━━━━━ PROVIDED DATA

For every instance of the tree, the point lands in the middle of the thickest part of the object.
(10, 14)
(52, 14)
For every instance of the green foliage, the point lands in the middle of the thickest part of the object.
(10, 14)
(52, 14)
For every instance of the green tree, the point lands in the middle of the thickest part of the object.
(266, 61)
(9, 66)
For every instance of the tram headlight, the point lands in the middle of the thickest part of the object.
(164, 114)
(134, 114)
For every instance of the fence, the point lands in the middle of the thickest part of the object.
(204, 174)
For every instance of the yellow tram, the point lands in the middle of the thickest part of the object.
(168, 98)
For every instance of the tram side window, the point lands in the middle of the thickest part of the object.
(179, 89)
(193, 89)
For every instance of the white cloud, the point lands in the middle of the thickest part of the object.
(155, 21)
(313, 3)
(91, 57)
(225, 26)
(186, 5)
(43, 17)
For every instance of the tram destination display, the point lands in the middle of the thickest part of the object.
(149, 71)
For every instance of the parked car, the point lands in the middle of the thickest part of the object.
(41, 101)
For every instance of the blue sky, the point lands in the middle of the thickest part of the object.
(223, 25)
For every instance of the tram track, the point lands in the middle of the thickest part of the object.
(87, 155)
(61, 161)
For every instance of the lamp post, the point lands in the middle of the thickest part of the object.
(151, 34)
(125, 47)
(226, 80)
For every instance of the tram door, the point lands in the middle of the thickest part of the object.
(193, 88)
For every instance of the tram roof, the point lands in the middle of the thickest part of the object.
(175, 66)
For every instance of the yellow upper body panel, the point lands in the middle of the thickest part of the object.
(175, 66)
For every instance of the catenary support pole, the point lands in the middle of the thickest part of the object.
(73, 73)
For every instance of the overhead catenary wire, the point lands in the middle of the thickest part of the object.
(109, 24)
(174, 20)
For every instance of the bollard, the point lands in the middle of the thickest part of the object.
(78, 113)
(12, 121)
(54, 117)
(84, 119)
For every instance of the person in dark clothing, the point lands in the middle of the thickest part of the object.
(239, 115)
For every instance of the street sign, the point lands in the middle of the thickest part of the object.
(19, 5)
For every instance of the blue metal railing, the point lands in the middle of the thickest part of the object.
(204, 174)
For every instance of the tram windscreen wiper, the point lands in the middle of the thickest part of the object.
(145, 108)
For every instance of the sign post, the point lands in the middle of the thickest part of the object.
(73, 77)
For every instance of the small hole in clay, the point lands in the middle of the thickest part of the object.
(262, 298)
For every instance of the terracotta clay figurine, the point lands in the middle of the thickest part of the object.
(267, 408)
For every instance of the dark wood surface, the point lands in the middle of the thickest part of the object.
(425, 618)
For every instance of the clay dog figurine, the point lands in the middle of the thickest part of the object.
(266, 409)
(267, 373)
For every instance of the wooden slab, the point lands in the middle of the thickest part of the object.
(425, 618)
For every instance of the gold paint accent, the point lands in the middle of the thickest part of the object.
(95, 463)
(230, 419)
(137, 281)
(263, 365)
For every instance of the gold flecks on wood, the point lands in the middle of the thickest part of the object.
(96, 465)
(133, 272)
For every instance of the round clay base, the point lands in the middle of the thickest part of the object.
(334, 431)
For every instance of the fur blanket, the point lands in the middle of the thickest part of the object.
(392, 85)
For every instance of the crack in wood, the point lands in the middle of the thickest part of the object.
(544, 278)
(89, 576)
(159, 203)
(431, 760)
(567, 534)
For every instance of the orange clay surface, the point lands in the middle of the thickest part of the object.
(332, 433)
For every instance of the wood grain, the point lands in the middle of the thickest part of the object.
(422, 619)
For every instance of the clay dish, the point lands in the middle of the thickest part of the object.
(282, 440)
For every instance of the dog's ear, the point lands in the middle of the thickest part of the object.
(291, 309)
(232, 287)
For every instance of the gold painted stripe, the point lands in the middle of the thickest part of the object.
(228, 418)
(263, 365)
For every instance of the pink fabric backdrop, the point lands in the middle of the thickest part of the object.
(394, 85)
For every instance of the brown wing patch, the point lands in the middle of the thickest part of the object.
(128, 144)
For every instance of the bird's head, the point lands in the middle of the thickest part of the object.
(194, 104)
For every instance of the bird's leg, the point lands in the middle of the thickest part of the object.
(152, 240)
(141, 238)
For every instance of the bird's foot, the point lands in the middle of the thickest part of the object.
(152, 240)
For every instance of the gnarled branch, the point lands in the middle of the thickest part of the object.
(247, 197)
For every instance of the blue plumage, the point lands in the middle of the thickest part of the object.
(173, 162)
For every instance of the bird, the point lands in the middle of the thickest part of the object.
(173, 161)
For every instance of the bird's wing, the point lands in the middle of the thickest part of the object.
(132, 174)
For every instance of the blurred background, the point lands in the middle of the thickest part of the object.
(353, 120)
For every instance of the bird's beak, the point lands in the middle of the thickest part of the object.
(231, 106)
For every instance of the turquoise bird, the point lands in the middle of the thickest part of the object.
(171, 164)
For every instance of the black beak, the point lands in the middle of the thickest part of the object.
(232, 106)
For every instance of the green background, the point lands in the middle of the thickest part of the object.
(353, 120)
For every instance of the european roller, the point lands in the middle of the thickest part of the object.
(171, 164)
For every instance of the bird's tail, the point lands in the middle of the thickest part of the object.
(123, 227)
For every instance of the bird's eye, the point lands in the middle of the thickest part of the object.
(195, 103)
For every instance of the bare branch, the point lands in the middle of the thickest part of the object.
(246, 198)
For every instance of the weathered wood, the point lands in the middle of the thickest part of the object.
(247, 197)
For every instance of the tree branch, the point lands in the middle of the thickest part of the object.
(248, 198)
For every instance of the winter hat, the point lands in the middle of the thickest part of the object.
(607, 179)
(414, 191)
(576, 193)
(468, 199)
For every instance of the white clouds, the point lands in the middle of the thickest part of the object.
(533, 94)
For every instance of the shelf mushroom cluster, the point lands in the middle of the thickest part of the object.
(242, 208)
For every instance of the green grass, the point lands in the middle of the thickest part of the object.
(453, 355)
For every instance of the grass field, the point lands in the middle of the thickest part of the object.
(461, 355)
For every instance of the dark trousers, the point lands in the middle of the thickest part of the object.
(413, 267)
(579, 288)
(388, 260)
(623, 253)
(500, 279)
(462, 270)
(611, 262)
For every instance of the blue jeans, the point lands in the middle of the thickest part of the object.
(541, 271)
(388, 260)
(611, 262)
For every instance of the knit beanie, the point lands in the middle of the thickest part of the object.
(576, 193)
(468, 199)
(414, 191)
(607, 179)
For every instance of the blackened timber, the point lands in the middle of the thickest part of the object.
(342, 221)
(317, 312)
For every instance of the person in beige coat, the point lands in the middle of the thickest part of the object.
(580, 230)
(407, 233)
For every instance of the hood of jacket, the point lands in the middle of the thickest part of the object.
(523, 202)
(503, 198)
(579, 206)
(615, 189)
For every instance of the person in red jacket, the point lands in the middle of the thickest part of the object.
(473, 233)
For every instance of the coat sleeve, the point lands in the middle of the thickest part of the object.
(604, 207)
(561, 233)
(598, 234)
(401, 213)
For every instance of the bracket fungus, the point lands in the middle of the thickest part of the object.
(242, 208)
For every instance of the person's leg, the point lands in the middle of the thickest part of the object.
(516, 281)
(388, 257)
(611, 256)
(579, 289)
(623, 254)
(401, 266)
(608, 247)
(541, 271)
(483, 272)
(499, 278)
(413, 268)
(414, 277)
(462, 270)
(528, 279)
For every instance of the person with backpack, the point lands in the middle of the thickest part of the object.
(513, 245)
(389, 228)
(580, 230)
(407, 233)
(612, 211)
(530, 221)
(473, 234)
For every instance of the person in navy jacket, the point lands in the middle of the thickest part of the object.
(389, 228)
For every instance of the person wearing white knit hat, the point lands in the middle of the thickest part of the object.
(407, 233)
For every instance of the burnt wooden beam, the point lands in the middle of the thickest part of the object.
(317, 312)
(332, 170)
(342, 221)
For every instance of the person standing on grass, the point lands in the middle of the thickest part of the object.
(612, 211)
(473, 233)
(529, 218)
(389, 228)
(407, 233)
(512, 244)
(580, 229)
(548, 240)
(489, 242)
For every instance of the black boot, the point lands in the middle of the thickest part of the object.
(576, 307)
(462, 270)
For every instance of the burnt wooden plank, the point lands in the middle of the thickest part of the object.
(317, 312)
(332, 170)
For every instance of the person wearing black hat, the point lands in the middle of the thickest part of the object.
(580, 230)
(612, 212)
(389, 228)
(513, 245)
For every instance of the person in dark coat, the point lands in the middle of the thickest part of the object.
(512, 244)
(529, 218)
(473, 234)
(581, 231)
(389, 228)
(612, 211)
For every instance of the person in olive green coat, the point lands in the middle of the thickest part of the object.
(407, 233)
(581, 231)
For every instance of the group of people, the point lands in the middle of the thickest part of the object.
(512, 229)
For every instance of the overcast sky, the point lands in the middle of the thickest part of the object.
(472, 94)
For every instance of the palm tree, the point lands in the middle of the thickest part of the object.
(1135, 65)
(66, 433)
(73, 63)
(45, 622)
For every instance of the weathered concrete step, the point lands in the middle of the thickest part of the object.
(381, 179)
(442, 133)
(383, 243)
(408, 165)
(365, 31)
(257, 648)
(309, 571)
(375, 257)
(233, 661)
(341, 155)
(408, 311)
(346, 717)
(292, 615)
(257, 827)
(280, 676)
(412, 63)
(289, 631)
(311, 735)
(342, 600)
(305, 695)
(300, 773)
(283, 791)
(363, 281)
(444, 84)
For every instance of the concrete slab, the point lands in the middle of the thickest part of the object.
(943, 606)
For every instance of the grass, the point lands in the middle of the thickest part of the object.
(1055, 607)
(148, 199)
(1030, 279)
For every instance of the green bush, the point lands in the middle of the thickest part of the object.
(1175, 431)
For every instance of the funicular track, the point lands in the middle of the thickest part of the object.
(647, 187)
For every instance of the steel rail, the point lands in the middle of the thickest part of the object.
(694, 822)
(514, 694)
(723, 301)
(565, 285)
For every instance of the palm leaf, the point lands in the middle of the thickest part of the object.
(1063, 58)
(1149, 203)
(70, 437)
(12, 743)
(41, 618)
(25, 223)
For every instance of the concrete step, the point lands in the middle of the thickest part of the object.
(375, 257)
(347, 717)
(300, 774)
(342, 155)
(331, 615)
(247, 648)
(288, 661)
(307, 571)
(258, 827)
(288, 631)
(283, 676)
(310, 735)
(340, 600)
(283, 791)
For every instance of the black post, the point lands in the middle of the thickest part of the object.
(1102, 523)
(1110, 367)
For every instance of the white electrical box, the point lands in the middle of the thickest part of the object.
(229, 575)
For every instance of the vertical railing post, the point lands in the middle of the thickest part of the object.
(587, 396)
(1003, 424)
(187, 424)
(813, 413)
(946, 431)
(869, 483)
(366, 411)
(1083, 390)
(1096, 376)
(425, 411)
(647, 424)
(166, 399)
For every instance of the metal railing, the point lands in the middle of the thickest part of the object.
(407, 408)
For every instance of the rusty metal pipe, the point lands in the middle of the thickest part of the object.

━━━━━━━━━━

• _REQUIRED TASK_:
Reproduce nothing but the lines from the line containing "For every instance of the black post, the" to the last line of the data, each exactly as written.

• _TASK ANSWER_:
For every instance of the black post, the point lands in the middle of the thickest part of the object.
(1102, 523)
(1110, 367)
For every instance of the white electrical box, the point lands in the middle of the thickest part of the object.
(229, 575)
For every instance of the vertical railing post, the point lands in the middle of the thickest part of the object.
(587, 396)
(1003, 424)
(187, 424)
(813, 413)
(946, 431)
(869, 483)
(366, 411)
(1083, 390)
(1096, 376)
(425, 411)
(647, 424)
(166, 399)
For every instance of the metal railing, the point lands in the middle of the thickest part of the object.
(407, 408)
For every instance of the rusty metal pipe, the point lands in the middle of the thickest part of the object.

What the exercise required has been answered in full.